§ Extracted text:
◇ ◇ ◇ ◇ ◇

Choose a tag to compare
@clintropolis clintropolis released this 25 Sep 00:36
· 4475 commits to master since this release

Apache Druid 0.16.0-incubating contains over 350 new features, performance enhancements, bug fixes, and major documentation improvements from 50 contributors. Check out the complete list of changes and everything tagged to the milestone.

Highlights

# Performance

# 'Vectorized' query processing

An experimental 'vectorized' query execution engine is new in 0.16.0, which can provide a speed increase in the range of 1.3-3x for timeseries and group by v2 queries. It operates on the principle of batching operations on rows instead of processing a single row at a time, e.g. iterating bitmaps in batches instead of per row, reading column values in batches, filtering in batches, aggregating values in batches, and so on. This results in significantly fewer method calls, better memory locality, and increased cache efficiency.

This is an experimental feature, but we view it as the path forward for Druid query processing and are excited for feedback as we continue to improve and fill out missing features in upcoming releases.

  • Only timeseries and groupBy have vectorized engines.
  • GroupBy doesn't handle multi-value dimensions or granularity other than "all" yet.
  • Vector cursors cannot handle virtual columns or descending order.
  • Expressions are not supported anywhere: not as inputs to aggregators, in virtual functions, or in filters.
  • Only some aggregators have vectorized implementations: "count", "doubleSum", "floatSum", "longSum", "hyperUnique", and "filtered".
  • Only some filters have vectorized matchers: "selector", "bound", "in", "like", "regex", "search", "and", "or", and "not".
  • Dimension specs other than "default" don't work yet (no extraction functions or filtered dimension specs).

The feature can be enabled by setting "vectorize": true your query context (the default is false). This works both for Druid SQL and for native queries. When set to true, vectorization will be used if possible; otherwise, Druid will fall back to its non-vectorized query engine. You can also set it to "force", which will return an error if the query cannot be fully vectorized. This is helpful for confirming that vectorization is indeed being used.

You can control the block size during execution by setting the vectorSize query context parameter (default is 1000).

#7093
#6794

# GroupBy array-based result rows

groupBy v2 queries now use an array-based representation of result rows, rather than the map-based representation used by prior versions of Druid. This provides faster generation and processing of result sets. Out of the box this change is invisible and backwards-compatible; you will not have to change any configuration to reap the benefits of this more efficient format, and it will have no impact on cached results. Internally this format will always be utilized automatically by the broker in the queries that it issues to historicals. By default the results will be translated back to the existing 'map' based format at the broker before sending them back to the client.

However, if you would like to avoid the overhead of this translation, and get even faster results,resultAsArray may be set on the query context to directly pass through the new array based result row format. The schema is as follows, in order:

  • Timestamp (optional; only if granularity != ALL)
  • Dimensions (in order)
  • Aggregators (in order)
  • Post-aggregators (optional; in order, if present)

#8118
#8196

# Additional performance enhancements

The complete set of pull requests tagged as performance enhancements for 0.16 can be found here.

◇ ◇ ◇ ◇ ◇

§ Supplied information:
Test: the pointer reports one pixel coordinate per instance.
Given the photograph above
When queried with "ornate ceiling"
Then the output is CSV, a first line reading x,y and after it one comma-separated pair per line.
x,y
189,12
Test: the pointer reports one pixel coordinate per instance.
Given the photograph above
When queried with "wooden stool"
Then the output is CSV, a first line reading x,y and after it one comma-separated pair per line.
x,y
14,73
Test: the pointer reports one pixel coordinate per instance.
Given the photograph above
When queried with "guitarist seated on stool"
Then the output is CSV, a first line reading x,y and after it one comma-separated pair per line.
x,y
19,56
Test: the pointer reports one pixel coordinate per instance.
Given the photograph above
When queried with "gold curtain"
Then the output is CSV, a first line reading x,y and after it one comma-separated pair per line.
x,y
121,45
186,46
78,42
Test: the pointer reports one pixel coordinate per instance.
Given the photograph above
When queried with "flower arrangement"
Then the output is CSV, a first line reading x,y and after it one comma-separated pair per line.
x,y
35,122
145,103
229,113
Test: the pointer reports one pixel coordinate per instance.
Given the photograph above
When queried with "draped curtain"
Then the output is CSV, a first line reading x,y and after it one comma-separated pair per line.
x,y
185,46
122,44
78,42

◇ ◇ ◇ ◇ ◇

§ Short task A:
Give a two-sentence summary of the Druid 0.16.0 release notes.
§ Short task B:
In the Druid 0.16.0 release notes, copy word for word the passage from "groupBy v2 queries" up to and including "to the client.".
§ Short task C:
Which aggregators do the Druid 0.16.0 release notes name as having vectorized implementations? List them all.

§ Written reply A:
Apache Druid 0.16.0-incubating adds an experimental vectorized query engine that batches operations on rows and can speed up timeseries and group by v2 queries by 1.3-3x, turned on through the "vectorize" query context setting. It also moves groupBy v2 queries to array-based result rows for faster processing, which the broker translates back to the map-based format unless resultAsArray is set on the query context.

§ Written reply B:
groupBy v2 queries now use an array-based representation of result rows, rather than the map-based representation used by prior versions of Druid. This provides faster generation and processing of result sets. Out of the box this change is invisible and backwards-compatible; you will not have to change any configuration to reap the benefits of this more efficient format, and it will have no impact on cached results. Internally this format will always be utilized automatically by the broker in the queries that it issues to historicals. By default the results will be translated back to the existing 'map' based format at the broker before sending them back to the client.

§ Written reply C:
- count
- doubleSum
- floatSum
- longSum
- hyperUnique
- filtered